==== Records for this exercise

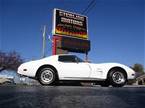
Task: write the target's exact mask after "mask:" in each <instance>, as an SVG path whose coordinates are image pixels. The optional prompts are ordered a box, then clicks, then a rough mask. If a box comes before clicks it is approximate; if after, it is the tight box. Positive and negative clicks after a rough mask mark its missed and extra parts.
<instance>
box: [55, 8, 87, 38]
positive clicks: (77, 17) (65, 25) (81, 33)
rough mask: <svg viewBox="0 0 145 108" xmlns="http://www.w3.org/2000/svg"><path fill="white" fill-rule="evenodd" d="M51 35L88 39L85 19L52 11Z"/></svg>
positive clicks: (77, 15) (75, 15) (68, 12)
mask: <svg viewBox="0 0 145 108" xmlns="http://www.w3.org/2000/svg"><path fill="white" fill-rule="evenodd" d="M53 34H54V35H59V36H69V37H75V38H80V39H88V30H87V17H86V16H82V15H79V14H75V13H71V12H68V11H64V10H60V9H54V18H53Z"/></svg>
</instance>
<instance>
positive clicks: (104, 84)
mask: <svg viewBox="0 0 145 108" xmlns="http://www.w3.org/2000/svg"><path fill="white" fill-rule="evenodd" d="M100 85H101V87H109V85H110V83H109V81H108V80H106V81H102V82H101V83H100Z"/></svg>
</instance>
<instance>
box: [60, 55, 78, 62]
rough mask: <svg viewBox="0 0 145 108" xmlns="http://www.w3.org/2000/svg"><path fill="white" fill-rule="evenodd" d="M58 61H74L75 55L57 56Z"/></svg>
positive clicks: (64, 61) (69, 61)
mask: <svg viewBox="0 0 145 108" xmlns="http://www.w3.org/2000/svg"><path fill="white" fill-rule="evenodd" d="M58 61H60V62H76V60H75V56H59V58H58Z"/></svg>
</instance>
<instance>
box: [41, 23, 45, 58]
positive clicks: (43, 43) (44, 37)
mask: <svg viewBox="0 0 145 108" xmlns="http://www.w3.org/2000/svg"><path fill="white" fill-rule="evenodd" d="M42 38H43V43H42V44H43V46H42V58H44V57H45V47H46V25H44V28H43V36H42Z"/></svg>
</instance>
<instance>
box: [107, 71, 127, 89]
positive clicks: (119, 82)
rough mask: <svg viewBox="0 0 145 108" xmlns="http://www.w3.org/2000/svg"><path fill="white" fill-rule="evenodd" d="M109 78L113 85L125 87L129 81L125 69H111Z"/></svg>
mask: <svg viewBox="0 0 145 108" xmlns="http://www.w3.org/2000/svg"><path fill="white" fill-rule="evenodd" d="M108 79H109V82H110V84H111V85H112V86H113V87H123V86H124V85H125V84H126V82H127V75H126V73H125V72H124V71H122V70H119V69H115V70H111V71H110V73H109V76H108Z"/></svg>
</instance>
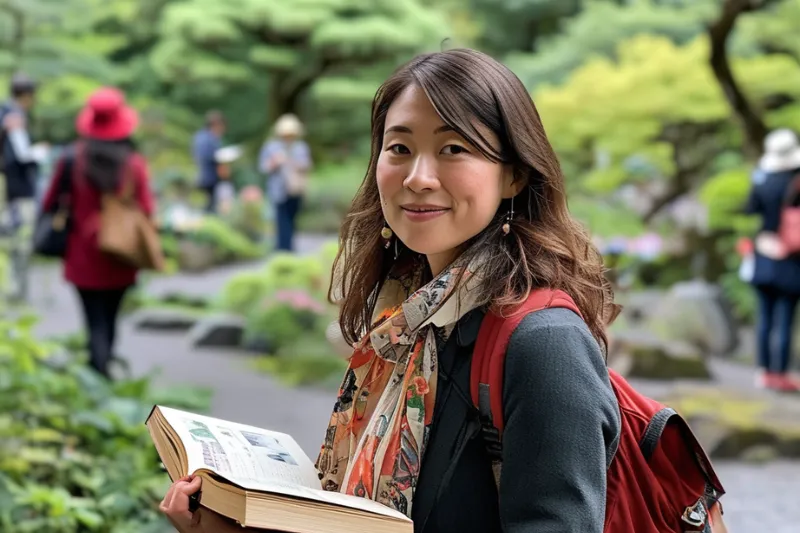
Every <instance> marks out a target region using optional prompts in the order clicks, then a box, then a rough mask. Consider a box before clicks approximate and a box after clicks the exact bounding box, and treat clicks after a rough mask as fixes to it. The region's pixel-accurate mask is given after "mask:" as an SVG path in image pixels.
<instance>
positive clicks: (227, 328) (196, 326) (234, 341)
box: [189, 315, 245, 348]
mask: <svg viewBox="0 0 800 533" xmlns="http://www.w3.org/2000/svg"><path fill="white" fill-rule="evenodd" d="M244 327H245V321H244V319H243V318H241V317H238V316H233V315H212V316H207V317H203V319H202V320H200V321H198V322H197V323H196V324H195V325H194V327H193V328H192V329H191V331H189V342H190V343H191V345H192V346H194V347H196V348H201V347H205V348H212V347H213V348H239V347H240V346H241V344H242V337H243V335H244Z"/></svg>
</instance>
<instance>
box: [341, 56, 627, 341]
mask: <svg viewBox="0 0 800 533" xmlns="http://www.w3.org/2000/svg"><path fill="white" fill-rule="evenodd" d="M409 86H417V87H419V88H421V89H422V90H423V91H425V93H426V95H427V96H428V98H429V99H430V101H431V103H432V104H433V106H434V108H435V109H436V111H437V112H438V113H439V115H440V116H441V118H442V120H443V121H444V122H445V123H446V124H447V125H449V126H450V127H452V128H453V129H454V130H455V131H456V132H458V133H459V134H460V135H461V136H462V137H464V139H466V140H467V141H468V142H470V143H471V144H472V145H473V146H475V147H476V148H477V149H478V150H479V151H480V152H481V153H482V154H483V155H484V156H485V157H487V158H488V159H489V160H491V161H494V162H496V163H501V164H504V165H510V166H512V167H513V172H514V179H516V180H524V181H525V183H526V185H525V186H524V187H523V189H522V191H521V192H520V193H519V194H518V195H517V196H516V197H514V199H513V202H514V203H513V207H514V218H513V220H512V222H511V232H510V233H509V234H508V235H504V234H503V232H502V225H503V222H504V217H505V216H506V214H507V213H508V212H509V211H510V209H511V200H503V201H502V203H501V205H500V207H499V209H498V211H497V214H496V215H495V218H494V220H493V221H492V223H490V224H489V226H488V227H486V228H485V229H484V230H483V231H482V232H481V233H479V234H478V235H476V236H475V237H473V238H472V239H471V240H470V241H469V242H468V243H466V244H467V245H468V246H467V247H465V252H464V254H483V253H484V252H486V257H488V261H487V262H485V263H483V265H482V267H481V268H482V269H483V271H484V272H486V273H487V275H485V276H484V277H483V280H484V281H483V282H482V284H481V287H480V288H479V289H478V291H479V293H480V294H479V302H480V304H481V305H483V306H486V307H488V308H491V309H492V310H495V311H499V312H502V310H503V309H506V308H507V306H513V305H515V304H519V303H521V302H523V301H524V300H525V299H526V298H527V297H528V294H529V293H530V292H531V291H532V290H533V289H536V288H553V289H561V290H563V291H565V292H566V293H568V294H569V295H570V296H572V298H573V299H574V300H575V303H576V304H577V305H578V307H579V308H580V310H581V314H582V315H583V318H584V320H585V321H586V323H587V325H588V326H589V329H590V330H591V332H592V334H593V335H594V337H595V338H596V339H597V340H598V342H600V343H601V345H602V346H604V347H607V343H608V341H607V336H606V326H607V325H608V324H610V323H611V322H612V321H613V319H614V318H615V317H616V315H617V314H618V312H619V307H618V306H617V305H615V304H614V295H613V291H612V289H611V285H610V283H609V282H608V280H607V278H606V276H605V268H604V265H603V259H602V256H601V255H600V253H599V252H598V250H597V249H596V248H595V246H594V245H593V244H592V241H591V239H590V237H589V235H588V233H587V232H586V230H585V229H584V228H583V226H582V225H581V224H580V223H578V222H577V221H576V220H575V219H573V218H572V216H571V215H570V213H569V210H568V208H567V198H566V193H565V190H564V176H563V174H562V173H561V167H560V165H559V162H558V158H557V157H556V154H555V152H554V151H553V148H552V147H551V146H550V143H549V141H548V140H547V135H546V134H545V131H544V127H543V126H542V121H541V119H540V118H539V113H538V112H537V110H536V107H535V106H534V104H533V101H532V100H531V97H530V95H529V94H528V92H527V90H526V89H525V87H524V85H523V84H522V82H521V81H520V80H519V78H517V77H516V76H515V75H514V74H513V73H512V72H511V71H510V70H509V69H508V68H506V67H505V66H503V65H502V64H500V63H498V62H497V61H495V60H494V59H492V58H491V57H489V56H487V55H485V54H482V53H480V52H477V51H474V50H469V49H456V50H448V51H445V52H437V53H433V54H425V55H421V56H418V57H416V58H414V59H413V60H411V61H410V62H409V63H407V64H406V65H404V66H402V67H400V68H399V69H398V70H397V71H395V73H394V74H393V75H392V76H391V77H390V78H389V79H388V80H386V82H385V83H384V84H383V85H381V87H380V88H379V89H378V92H377V93H376V95H375V99H374V100H373V103H372V154H371V156H370V161H369V168H368V169H367V174H366V176H365V177H364V181H363V182H362V184H361V186H360V188H359V190H358V192H357V194H356V196H355V198H354V200H353V203H352V206H351V208H350V212H349V213H348V214H347V216H346V218H345V220H344V223H343V224H342V228H341V233H340V237H339V244H340V246H339V253H338V255H337V256H336V260H335V261H334V266H333V272H334V273H335V274H334V276H333V281H332V283H331V288H330V291H329V298H330V299H331V301H335V302H336V303H338V304H339V306H340V314H339V323H340V326H341V328H342V333H343V335H344V337H345V339H347V341H348V342H351V343H352V342H355V341H357V340H359V339H360V338H361V337H362V336H363V335H364V334H365V333H366V332H367V331H368V329H369V327H370V325H371V321H372V317H373V313H374V310H375V303H376V299H377V296H378V293H379V292H380V289H381V286H382V284H383V281H384V279H385V277H386V275H387V273H388V271H389V268H390V267H391V265H392V264H393V262H394V261H397V260H402V258H403V257H406V258H408V256H409V254H414V252H412V251H411V250H409V249H407V248H405V247H404V246H402V243H400V245H399V249H398V252H399V257H397V258H396V257H395V255H396V253H397V252H396V251H395V249H394V246H392V247H390V249H389V250H386V249H385V248H384V241H383V239H382V238H381V235H380V233H381V229H382V228H383V225H384V218H383V213H382V211H381V201H380V198H379V195H378V186H377V181H376V167H377V162H378V156H379V155H380V153H381V148H382V146H383V131H384V127H385V122H386V114H387V112H388V110H389V107H390V106H391V105H392V102H394V100H395V99H396V98H397V97H398V96H399V95H400V94H401V93H402V92H403V90H405V89H406V88H407V87H409ZM479 124H480V125H483V126H484V127H486V128H488V129H489V130H491V131H492V132H494V134H495V135H496V136H497V138H498V139H499V141H500V145H499V147H497V146H493V145H492V143H491V142H489V140H488V139H486V137H485V135H483V134H481V131H480V129H479V128H478V127H476V126H477V125H479ZM414 255H416V254H414ZM462 257H463V258H464V259H465V260H469V259H470V258H469V257H464V256H463V255H462ZM428 274H429V275H430V272H428Z"/></svg>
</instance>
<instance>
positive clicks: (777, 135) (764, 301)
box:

========

*Your task*.
Look through the entries above; copy every line holding the string "optional".

*Answer section*.
Task: write the target's exact mask after "mask:" in each <instance>, as an SVG path whose coordinates are image pixels. The optional prompts are ordered a box, then clicks, then a rough mask. If a box comes before clicks it is approximate; if after, it is the tight box. Positive and negative clicks after a rough mask mark its missed and extra parts.
Every <instance> marks out a target region using optional prompts in the order clicks, then a box, then a rough mask. Consider a box before clicks approximate and a box after clicks the exact bounding box, and treat clicks after a rough mask as fixes to it. The region's pixel-accurate mask is given after "mask:" as an SVG path in image pixels.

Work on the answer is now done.